▸ **Sumber**
2008-10-22

PDRI 1948-1949 DI LIMA PULUH KOTA




JANGAN HILANGKAN SEJARAH.

Apa jadinya Republik Indonesia, jika PDRI tidak ada ???

Apa jadinya Republik Indonesia, jika Sjafruddin Prawiranegara tidak mau kembali atau mengembalikan mandat Presiden/Wakil Presiden (Soekarno/Hatta); sekalipun mandat untuk menjalankan pemerintahan, selama kedua pemimpin bangsa itu ditawan tentara Belanda tidak pernah samapi ke tangan Sjafruddin.

Hal ini terungkap dalam Khutbah shalat Idul Fitri yang disampaikan KH.Ismail Hasan SH yang sengaja datang ke VII Koto untuk berhari raya bersama masyarakat.

▸ **Data yang Disediakan**
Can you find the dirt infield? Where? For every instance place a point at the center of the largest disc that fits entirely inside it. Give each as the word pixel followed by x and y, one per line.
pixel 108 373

▸ **Tugas dan Latihan**
(1) Jawablah pertanyaan berikut berdasarkan teks tentang PDRI:
(a) Rentang tahun berapa yang tercantum dalam judul teks?
(b) Siapa yang menyampaikan khutbah shalat Idul Fitri?
(c) Ke mana penyampai khutbah itu sengaja datang untuk berhari raya bersama masyarakat?
(2) Sebutkan semua nama orang yang terdapat dalam teks tentang PDRI.
(3) Teruskan teks tentang PDRI di Lima Puluh Kota setelah kalimat terakhirnya.
Materi di atas diambil dari sumber lain.

▸ **Hasil Tugas**
(1)
(a) 1948-1949
(b) KH. Ismail Hasan SH
(c) VII Koto

(2) Sjafruddin Prawiranegara, Soekarno, Hatta, KH. Ismail Hasan SH

(3)
Memang sulit dibayangkan apa yang akan terjadi


Siapapun boleh tidak simpati dan tidak setuju terhadap perilaku seseorang atau beberapa orang pemimpin, tetapi jangan sampai menghilangkan jasa dan pengorbanan masyarakat selama masa perjuangan merebut dan mempertahankan Kemerdekaan Republik Indonesia. Terutama semasa Perang Kemerdekaan I dan II

Uraian peristiwa perundingan yang berjalan sangat alot di rumah Kak Jawa ( Jawahir) di Padang Japang yang beralangsung semalam suntuk namun tidak mencapai kata sepakat antara utusan Soekarno/Hatta yakni M. Nasir Dt. Sinaro bersama Leimendan , Agus Yaman; dengan delegasi PDRI yang dipimpin langsung oleh Sjafruddin Prawiranegara. Namun setelah malam berganti siang tanggal 7 Juli 1949 Sjafruddin menyatakan persetujuannya setelah terus dibujuk M. Natsir. Hal ini disampaikanKH.Ismail Hasan SH, bertindak sebagai khatib shalat Idul Fitri 1 Syawal 1429 H. di lapangan bola kaki Koto Kociak, Kenagarian TujuahKoto, Kecamatan Guguak Kabupaten Lima Puluh Kota. Bertepatan dengan tgl 1 Oktober 2008.
Di tempat shalat Idul Adha di lapangan sepaknpla Koto Kociak itu, rombongan Sjafruddin yang hendak berangkat ke Jogjakarta menyampaikan kata-kata perpisahan kepada rakyat pejuang dan seluruh lapisan masyarakat. Mereka Pamit.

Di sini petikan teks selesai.